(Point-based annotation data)
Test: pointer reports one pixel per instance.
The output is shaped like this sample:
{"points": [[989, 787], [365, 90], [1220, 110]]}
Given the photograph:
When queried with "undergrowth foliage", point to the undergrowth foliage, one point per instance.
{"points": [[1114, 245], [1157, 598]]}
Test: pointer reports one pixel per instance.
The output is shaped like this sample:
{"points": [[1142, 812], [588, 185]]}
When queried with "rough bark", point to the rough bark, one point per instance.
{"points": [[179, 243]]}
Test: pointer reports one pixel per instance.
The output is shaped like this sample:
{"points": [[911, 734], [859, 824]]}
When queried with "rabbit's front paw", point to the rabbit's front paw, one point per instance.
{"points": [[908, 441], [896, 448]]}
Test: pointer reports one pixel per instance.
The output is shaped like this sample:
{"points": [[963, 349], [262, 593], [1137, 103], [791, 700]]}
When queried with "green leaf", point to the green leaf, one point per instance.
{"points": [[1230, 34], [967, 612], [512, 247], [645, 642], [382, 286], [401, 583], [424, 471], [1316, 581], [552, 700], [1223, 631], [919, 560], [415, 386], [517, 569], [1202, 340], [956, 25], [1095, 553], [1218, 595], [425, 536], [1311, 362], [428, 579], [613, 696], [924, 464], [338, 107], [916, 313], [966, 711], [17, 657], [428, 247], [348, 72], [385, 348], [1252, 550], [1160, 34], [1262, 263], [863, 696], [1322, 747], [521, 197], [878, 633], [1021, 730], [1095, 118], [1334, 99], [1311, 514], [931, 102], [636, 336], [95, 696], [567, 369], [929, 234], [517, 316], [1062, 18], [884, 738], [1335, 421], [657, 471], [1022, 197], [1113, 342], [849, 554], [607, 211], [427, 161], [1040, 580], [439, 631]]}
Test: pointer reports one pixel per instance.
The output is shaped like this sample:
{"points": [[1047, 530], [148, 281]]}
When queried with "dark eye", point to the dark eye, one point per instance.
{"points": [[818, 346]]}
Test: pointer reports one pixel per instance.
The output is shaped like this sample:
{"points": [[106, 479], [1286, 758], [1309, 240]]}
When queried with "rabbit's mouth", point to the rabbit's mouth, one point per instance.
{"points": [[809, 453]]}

### STATED EXERCISE:
Using the data above, return each line exactly as written.

### RESPONSE:
Test: pointer reports one pixel per instance.
The output is shaped like this sample:
{"points": [[989, 787], [365, 90], [1220, 110]]}
Given the photograph:
When queried with "undergrowth foliage", point to the undergrowth foliage, one point per instance.
{"points": [[1114, 245], [1157, 598]]}
Test: pointer reports one pixel per instance.
The output is shaped like this sample:
{"points": [[1142, 812], [588, 185]]}
When queried with "rough bark", point to the rough bark, one point per instance.
{"points": [[179, 243]]}
Test: pointer reports one pixel per instance.
The output is shaped like this sample:
{"points": [[911, 734], [859, 824]]}
When queried with "rabbit's front paw", point to the rabbit's front paw, one point per instance.
{"points": [[908, 441], [896, 448]]}
Test: pointer reports one pixel per instance.
The output is shaped like this sample:
{"points": [[963, 349], [262, 593], [1137, 103], [791, 700]]}
When queried with "green leaf", point to the green leaf, one point per instance.
{"points": [[1230, 34], [967, 612], [512, 247], [645, 642], [382, 286], [401, 583], [424, 471], [1316, 581], [552, 700], [1223, 631], [919, 560], [415, 386], [517, 569], [1202, 340], [956, 25], [1095, 553], [1218, 595], [425, 536], [1311, 362], [428, 579], [613, 696], [924, 464], [338, 107], [916, 313], [966, 711], [17, 657], [428, 247], [348, 72], [385, 348], [1252, 550], [1160, 34], [1262, 263], [863, 696], [1322, 747], [521, 197], [878, 633], [1021, 730], [1095, 118], [1334, 99], [1311, 514], [931, 102], [636, 336], [95, 696], [567, 369], [929, 234], [517, 316], [1062, 18], [884, 738], [1335, 421], [657, 471], [1022, 197], [1113, 342], [849, 554], [607, 211], [427, 161], [1040, 580], [439, 631]]}
Test: pointer reports one pixel per instance.
The output is shaped like this sample:
{"points": [[1047, 530], [148, 281]]}
When queried with "dark eye", point to the dark eye, one point per instance.
{"points": [[818, 346]]}
Test: pointer reports one pixel per instance.
The output is shaped like this sample:
{"points": [[106, 479], [1286, 758], [1309, 240]]}
When queried with "rabbit's mouth", point to the rabbit's mouth, one point per instance.
{"points": [[809, 453]]}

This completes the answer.